[INSTRUCTION] Please output the lines below as a JSON list of strings, one string per line, with blank lines left out. Start at the line that contains "Running a dermatology lesion detector. Mark the american" and stop after the line that contains "[316,230,323,241]".

[Region labeling records]
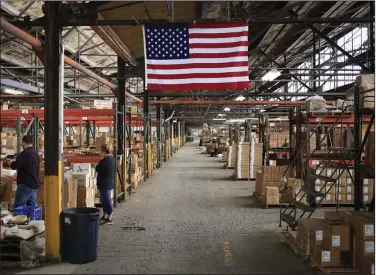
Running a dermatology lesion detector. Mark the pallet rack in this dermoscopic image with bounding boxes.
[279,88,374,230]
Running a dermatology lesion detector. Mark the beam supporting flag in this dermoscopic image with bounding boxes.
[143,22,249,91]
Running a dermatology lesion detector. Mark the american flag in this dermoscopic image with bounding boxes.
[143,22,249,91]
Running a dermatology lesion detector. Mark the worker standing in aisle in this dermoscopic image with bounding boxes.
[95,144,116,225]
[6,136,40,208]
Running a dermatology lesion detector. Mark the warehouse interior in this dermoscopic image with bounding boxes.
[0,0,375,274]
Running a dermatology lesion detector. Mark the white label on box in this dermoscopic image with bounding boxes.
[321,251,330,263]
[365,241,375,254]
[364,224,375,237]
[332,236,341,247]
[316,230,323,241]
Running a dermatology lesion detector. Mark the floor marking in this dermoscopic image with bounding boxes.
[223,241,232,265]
---
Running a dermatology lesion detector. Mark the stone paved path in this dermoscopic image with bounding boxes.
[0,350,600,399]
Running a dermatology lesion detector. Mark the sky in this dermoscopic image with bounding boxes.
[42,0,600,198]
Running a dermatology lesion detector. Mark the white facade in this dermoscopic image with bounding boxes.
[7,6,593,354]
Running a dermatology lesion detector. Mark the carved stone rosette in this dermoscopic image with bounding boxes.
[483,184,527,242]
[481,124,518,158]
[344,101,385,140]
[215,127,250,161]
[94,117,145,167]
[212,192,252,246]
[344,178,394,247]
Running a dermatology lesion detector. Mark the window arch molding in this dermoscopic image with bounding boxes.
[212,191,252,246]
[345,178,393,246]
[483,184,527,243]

[FINISHED TASK]
[
  "Running a dermatology lesion detector. Mark the american flag in this dermoscopic image with bounding boxes.",
  "[143,22,249,91]",
  "Running a dermatology lesion detector. Mark the worker standing in aisle in this dermoscopic image with bounding boxes.",
  "[95,144,116,225]",
  "[6,136,40,208]",
  "Running a dermatology lesion detector. Mark the warehouse interior in this dermoscopic image with bounding boxes.",
  "[0,0,375,274]",
  "Running a dermatology lesion detector. Mark the white label on box in this dermoscopic image with bounding boxes.",
  "[321,251,330,263]",
  "[365,241,375,254]",
  "[364,224,375,237]",
  "[332,236,341,247]",
  "[316,230,323,241]"
]